| Data records |
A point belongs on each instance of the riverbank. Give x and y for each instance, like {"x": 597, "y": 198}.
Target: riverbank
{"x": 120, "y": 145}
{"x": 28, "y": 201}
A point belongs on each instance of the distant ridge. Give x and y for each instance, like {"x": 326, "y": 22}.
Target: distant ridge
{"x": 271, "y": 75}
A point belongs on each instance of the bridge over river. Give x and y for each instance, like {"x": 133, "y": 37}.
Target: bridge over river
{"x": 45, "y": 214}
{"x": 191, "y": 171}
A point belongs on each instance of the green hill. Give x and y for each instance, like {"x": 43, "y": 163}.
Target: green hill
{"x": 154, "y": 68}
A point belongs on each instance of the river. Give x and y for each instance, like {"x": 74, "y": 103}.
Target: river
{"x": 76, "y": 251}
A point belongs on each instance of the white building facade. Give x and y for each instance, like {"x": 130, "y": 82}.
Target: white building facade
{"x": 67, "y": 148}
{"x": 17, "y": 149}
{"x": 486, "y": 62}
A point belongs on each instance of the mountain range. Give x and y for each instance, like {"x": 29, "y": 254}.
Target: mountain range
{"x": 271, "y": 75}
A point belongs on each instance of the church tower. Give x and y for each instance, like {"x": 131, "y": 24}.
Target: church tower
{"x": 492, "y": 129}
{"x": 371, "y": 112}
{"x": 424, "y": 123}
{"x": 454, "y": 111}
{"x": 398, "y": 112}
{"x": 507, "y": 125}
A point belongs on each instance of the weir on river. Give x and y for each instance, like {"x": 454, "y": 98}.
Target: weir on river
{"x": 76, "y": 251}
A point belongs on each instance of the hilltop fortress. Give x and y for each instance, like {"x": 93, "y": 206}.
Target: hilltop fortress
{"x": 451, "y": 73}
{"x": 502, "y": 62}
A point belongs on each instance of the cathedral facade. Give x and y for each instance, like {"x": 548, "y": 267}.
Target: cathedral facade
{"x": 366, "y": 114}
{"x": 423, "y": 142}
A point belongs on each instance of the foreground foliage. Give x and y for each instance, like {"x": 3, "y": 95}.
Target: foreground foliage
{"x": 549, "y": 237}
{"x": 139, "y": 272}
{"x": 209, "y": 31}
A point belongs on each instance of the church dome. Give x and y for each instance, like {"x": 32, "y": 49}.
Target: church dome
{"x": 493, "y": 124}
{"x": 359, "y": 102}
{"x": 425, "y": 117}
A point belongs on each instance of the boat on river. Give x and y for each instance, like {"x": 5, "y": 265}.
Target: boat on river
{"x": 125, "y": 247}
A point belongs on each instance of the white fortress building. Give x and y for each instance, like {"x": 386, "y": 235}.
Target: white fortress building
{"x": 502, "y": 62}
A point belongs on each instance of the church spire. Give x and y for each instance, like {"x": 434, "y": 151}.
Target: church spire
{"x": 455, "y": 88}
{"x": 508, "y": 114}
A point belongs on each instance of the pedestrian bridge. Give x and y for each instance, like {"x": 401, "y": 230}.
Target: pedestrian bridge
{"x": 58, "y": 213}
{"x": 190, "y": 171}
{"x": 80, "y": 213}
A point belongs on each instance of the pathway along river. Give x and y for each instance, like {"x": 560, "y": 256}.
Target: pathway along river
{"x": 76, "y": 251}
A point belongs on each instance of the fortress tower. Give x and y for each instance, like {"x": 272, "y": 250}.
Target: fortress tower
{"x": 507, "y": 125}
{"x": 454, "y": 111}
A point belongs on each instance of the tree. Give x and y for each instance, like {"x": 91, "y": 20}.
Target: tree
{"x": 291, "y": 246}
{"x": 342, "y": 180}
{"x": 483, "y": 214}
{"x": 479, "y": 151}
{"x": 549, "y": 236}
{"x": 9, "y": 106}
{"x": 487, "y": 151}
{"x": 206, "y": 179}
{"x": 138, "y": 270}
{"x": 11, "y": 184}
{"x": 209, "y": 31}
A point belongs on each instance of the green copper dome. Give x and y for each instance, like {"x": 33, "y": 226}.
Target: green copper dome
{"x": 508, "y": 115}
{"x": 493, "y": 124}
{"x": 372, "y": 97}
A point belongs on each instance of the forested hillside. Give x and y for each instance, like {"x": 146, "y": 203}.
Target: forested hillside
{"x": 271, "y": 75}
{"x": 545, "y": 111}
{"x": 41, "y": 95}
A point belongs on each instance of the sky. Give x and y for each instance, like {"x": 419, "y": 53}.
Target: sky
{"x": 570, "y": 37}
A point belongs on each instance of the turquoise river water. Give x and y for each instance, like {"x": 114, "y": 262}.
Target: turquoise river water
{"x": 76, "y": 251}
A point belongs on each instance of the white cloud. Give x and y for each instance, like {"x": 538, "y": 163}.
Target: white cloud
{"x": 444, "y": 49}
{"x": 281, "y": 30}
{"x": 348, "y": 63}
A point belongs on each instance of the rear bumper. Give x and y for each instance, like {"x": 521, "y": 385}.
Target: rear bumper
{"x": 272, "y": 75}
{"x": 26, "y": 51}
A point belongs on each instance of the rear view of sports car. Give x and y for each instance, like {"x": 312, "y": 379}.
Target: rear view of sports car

| Exercise prompt |
Everything from the line containing "A point belongs on each instance of the turquoise" to the last line of the entries above should be quoted exactly, and only that.

| Task answer |
A point belongs on each instance of the turquoise river water. Give x and y for each instance, like {"x": 114, "y": 262}.
Target: turquoise river water
{"x": 76, "y": 251}
A point belongs on each instance of the white cloud. Give x and y for each instance, like {"x": 538, "y": 163}.
Target: white cloud
{"x": 444, "y": 49}
{"x": 281, "y": 30}
{"x": 348, "y": 63}
A point belongs on each instance of the rear bumper. Give x and y for each instance, like {"x": 521, "y": 385}.
Target: rear bumper
{"x": 272, "y": 75}
{"x": 26, "y": 51}
A point belongs on each instance of the rear view of sports car. Give x and y for each instance, like {"x": 312, "y": 379}.
Target: rear view of sports car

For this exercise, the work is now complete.